_Selected excerpt_
During the Great Depression, the U.S. federal government used the WPA to fund projects to boost employment. One of these projects was the removal of the brick roadbed from Grand Avenue, which was then paved with asphalt. During the fall of 1940, road crews removed 381,000 bricks from the surface of Grand Avenue. Another WPA crew used these bricks to build Wade Stadium.

The decision to build Wade Stadium originated with a 1938 study commissioned by Walter Chantigney, chairman of Duluth's Citywide All-Sports committee. The study found that the Duluth Duke's existing stadium, Athletic Park, was obsolete. According to the study:

Duluth does not have a suitable stadium for professional baseball. The present athletic park, privately owned and used by Duluth's professional team, has too small a capacity, the seats are unsuitable, the sanitary facilities are seriously inadequate and the playing field is smaller than regulation size. ...

Chantigney gathered more than 7,500 signatures to place a construction bond measure on the November, 1938, ballot. After voters approved the bond measure, money was gathered over the next two years from bond sales, the state of Minnesota, and the WPA. The site selected for the new stadium was located directly across Grand Avenue from Athletic Park.

A construction budget totaling $163,232 was set. But, due to cost overruns, the final cost of the stadium was $230,880. During construction, the project received several bailouts. One bailout came from Duluth's newly elected mayor, Edward H. Hatch, who purchased the materials needed to finish construction.

The stadium's original name was Duluth All-Sports Municipal Stadium. It was renamed Wade Municipal Stadium in 1954 in honor of former Duluth Dukes owner Frank Wade, who died in 1953.

[Stored data]
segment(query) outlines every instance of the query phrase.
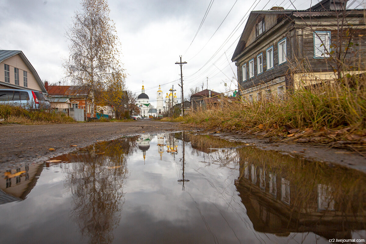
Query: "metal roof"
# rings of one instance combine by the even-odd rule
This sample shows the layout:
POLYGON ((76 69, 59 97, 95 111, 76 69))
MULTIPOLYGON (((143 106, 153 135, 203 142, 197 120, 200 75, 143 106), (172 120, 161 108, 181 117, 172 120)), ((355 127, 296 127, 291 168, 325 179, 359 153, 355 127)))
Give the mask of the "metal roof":
POLYGON ((47 94, 47 91, 46 90, 46 88, 45 88, 44 86, 43 85, 43 83, 41 80, 41 78, 40 78, 39 76, 38 75, 37 72, 36 71, 36 69, 34 69, 34 67, 31 64, 30 62, 29 62, 29 60, 28 60, 28 59, 27 58, 27 57, 25 56, 25 55, 24 55, 24 54, 21 51, 19 50, 0 50, 0 63, 7 59, 8 59, 17 54, 19 55, 22 59, 24 61, 26 65, 27 65, 28 68, 29 69, 29 70, 32 72, 32 74, 33 74, 33 75, 34 76, 36 80, 38 83, 38 85, 39 85, 40 87, 41 87, 42 91, 47 94))

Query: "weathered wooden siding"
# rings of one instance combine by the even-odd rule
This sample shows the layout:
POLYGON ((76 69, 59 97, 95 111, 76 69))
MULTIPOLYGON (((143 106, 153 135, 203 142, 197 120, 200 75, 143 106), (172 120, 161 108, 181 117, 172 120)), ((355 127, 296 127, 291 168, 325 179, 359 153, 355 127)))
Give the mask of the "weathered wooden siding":
MULTIPOLYGON (((4 70, 4 64, 8 64, 10 66, 10 84, 15 85, 15 75, 14 73, 14 68, 17 68, 19 69, 19 85, 21 88, 24 88, 26 89, 33 90, 36 91, 42 91, 42 90, 36 80, 34 75, 31 71, 28 68, 25 63, 23 61, 22 58, 19 54, 11 57, 0 63, 0 68, 1 70, 4 70), (23 82, 23 71, 25 71, 28 73, 28 86, 25 87, 23 82)), ((1 81, 5 81, 5 77, 4 76, 4 73, 1 72, 2 78, 1 81)), ((1 76, 0 76, 1 77, 1 76)))
POLYGON ((289 65, 292 52, 291 37, 294 36, 293 29, 292 26, 284 26, 276 34, 271 35, 268 38, 266 39, 261 43, 254 47, 252 50, 249 51, 242 58, 239 62, 237 63, 238 65, 239 82, 240 88, 245 90, 253 86, 263 84, 280 76, 283 76, 290 73, 289 65), (278 60, 278 42, 284 38, 286 38, 286 52, 287 61, 281 64, 279 64, 278 60), (269 70, 267 70, 267 58, 266 50, 273 46, 273 68, 269 70), (257 74, 257 56, 260 53, 262 54, 263 64, 263 72, 257 74), (249 61, 254 59, 254 72, 253 77, 249 78, 249 61), (242 67, 244 64, 247 65, 247 80, 243 82, 242 67))

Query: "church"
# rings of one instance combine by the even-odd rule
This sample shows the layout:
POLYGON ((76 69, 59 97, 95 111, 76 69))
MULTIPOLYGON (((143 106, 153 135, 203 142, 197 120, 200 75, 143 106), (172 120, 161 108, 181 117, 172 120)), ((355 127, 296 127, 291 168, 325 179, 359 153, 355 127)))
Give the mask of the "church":
POLYGON ((163 117, 164 115, 168 113, 171 108, 178 103, 178 98, 176 93, 173 95, 173 89, 169 90, 169 94, 167 93, 165 101, 164 100, 163 91, 159 85, 159 89, 156 92, 156 108, 154 108, 149 102, 149 96, 145 93, 143 85, 141 89, 141 94, 137 97, 137 104, 136 105, 140 109, 141 115, 144 117, 148 117, 152 116, 154 117, 163 117), (164 102, 165 105, 164 106, 164 102))
POLYGON ((153 112, 154 106, 149 102, 149 96, 145 93, 143 85, 142 85, 141 94, 137 97, 137 104, 136 106, 140 109, 141 115, 143 117, 148 117, 149 115, 156 117, 156 112, 155 111, 155 113, 153 112))

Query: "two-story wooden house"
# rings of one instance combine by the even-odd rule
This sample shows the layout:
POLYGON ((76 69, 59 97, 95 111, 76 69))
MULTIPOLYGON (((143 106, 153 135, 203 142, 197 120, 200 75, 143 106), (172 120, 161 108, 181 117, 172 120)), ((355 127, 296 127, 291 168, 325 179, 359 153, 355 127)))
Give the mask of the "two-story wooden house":
POLYGON ((347 9, 347 2, 323 0, 306 10, 252 11, 231 59, 238 95, 259 100, 334 80, 340 69, 364 72, 364 10, 347 9))

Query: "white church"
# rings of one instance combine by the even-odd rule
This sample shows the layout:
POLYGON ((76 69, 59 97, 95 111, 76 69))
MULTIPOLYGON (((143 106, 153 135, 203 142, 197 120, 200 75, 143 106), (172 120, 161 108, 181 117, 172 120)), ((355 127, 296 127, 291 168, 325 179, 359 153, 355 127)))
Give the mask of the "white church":
POLYGON ((159 90, 156 92, 156 109, 149 102, 149 96, 145 93, 145 89, 143 88, 143 85, 142 85, 141 94, 137 97, 137 104, 136 104, 140 109, 141 115, 146 117, 150 116, 155 117, 163 117, 164 114, 167 113, 169 108, 178 104, 176 94, 175 93, 173 97, 173 90, 171 88, 169 91, 170 93, 169 94, 168 93, 167 93, 165 101, 164 101, 163 91, 160 85, 159 85, 159 90))

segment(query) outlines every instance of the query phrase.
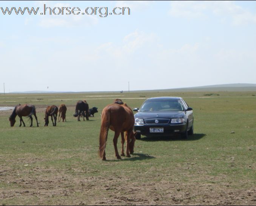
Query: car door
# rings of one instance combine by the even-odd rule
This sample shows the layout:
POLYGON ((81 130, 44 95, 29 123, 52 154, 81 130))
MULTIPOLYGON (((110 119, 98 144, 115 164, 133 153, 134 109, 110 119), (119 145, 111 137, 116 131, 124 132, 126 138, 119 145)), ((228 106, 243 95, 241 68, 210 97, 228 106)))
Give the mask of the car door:
MULTIPOLYGON (((188 105, 183 99, 182 99, 182 101, 183 103, 185 109, 187 109, 188 107, 188 105)), ((193 119, 194 118, 194 117, 193 116, 193 111, 186 111, 186 114, 188 117, 188 128, 189 129, 191 127, 193 124, 193 119)))

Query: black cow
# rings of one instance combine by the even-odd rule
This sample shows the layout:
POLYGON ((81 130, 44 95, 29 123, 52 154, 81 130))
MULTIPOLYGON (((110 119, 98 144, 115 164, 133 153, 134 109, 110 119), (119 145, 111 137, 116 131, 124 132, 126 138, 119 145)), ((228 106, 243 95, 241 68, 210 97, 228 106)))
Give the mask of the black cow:
POLYGON ((89 109, 89 115, 91 116, 91 115, 93 115, 93 117, 94 117, 94 113, 97 113, 98 112, 97 108, 96 107, 94 106, 93 108, 89 109))
POLYGON ((89 120, 89 105, 85 100, 79 101, 76 103, 74 116, 77 117, 77 121, 80 121, 80 114, 81 113, 83 114, 83 121, 85 121, 85 116, 86 117, 86 120, 89 120))

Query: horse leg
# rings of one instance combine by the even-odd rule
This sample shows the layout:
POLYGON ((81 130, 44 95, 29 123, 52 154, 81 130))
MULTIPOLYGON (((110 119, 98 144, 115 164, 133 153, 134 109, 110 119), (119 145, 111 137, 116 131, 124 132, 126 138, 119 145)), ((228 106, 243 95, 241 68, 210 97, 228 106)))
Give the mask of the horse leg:
POLYGON ((61 119, 61 117, 60 118, 60 112, 60 112, 59 113, 59 117, 58 117, 58 122, 59 122, 60 121, 60 120, 61 119))
POLYGON ((82 114, 83 114, 83 121, 85 121, 85 111, 83 111, 82 112, 82 114))
POLYGON ((125 143, 125 137, 123 136, 123 132, 121 132, 121 143, 122 143, 122 146, 121 149, 121 156, 123 157, 125 156, 125 153, 123 151, 123 145, 125 143))
POLYGON ((37 126, 39 127, 39 125, 38 125, 38 121, 37 121, 37 115, 35 115, 35 113, 34 113, 34 115, 35 116, 35 120, 37 121, 37 126))
POLYGON ((80 121, 80 114, 81 114, 81 111, 79 111, 78 112, 78 116, 77 116, 77 121, 80 121))
POLYGON ((20 126, 21 126, 21 122, 22 121, 22 123, 23 123, 23 126, 25 127, 26 125, 25 125, 25 123, 24 123, 24 122, 23 121, 23 120, 22 119, 22 117, 20 117, 20 126))
POLYGON ((53 119, 52 119, 52 115, 51 116, 51 118, 52 119, 52 126, 54 127, 54 123, 53 123, 53 119))
POLYGON ((19 127, 21 127, 21 122, 22 122, 22 118, 21 117, 20 117, 20 126, 19 127))
POLYGON ((118 151, 117 150, 117 139, 120 134, 120 132, 115 132, 115 135, 114 136, 114 139, 113 139, 113 143, 114 143, 114 147, 115 148, 115 153, 116 153, 116 157, 117 159, 119 160, 121 160, 122 158, 120 155, 118 154, 118 151))
POLYGON ((33 118, 32 118, 32 116, 30 116, 29 117, 29 118, 30 118, 30 120, 31 120, 31 124, 30 124, 30 126, 29 126, 31 127, 33 126, 33 118))
POLYGON ((58 113, 57 113, 56 114, 54 114, 53 115, 53 117, 54 118, 54 126, 56 126, 56 122, 57 121, 57 115, 58 115, 58 113))
POLYGON ((85 115, 85 116, 86 117, 86 120, 89 120, 89 117, 88 117, 88 114, 89 112, 86 112, 86 114, 85 115))
POLYGON ((130 152, 129 151, 129 144, 130 143, 130 137, 131 137, 131 132, 133 132, 133 131, 127 132, 126 133, 126 157, 131 157, 130 152))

_Brief A_
Repeat the Wade Stadium passage word for word, everything from "During the Great" down to "build Wade Stadium.".
_Brief B_
List every shortcoming of the existing athletic park that the quoted study names in the Wade Stadium passage.
Nothing in the stored data is needed for this work.

_Written solution A_
During the Great Depression, the U.S. federal government used the WPA to fund projects to boost employment. One of these projects was the removal of the brick roadbed from Grand Avenue, which was then paved with asphalt. During the fall of 1940, road crews removed 381,000 bricks from the surface of Grand Avenue. Another WPA crew used these bricks to build Wade Stadium.

_Written solution B_
- Too small a capacity
- Unsuitable seats
- Seriously inadequate sanitary facilities
- A playing field smaller than regulation size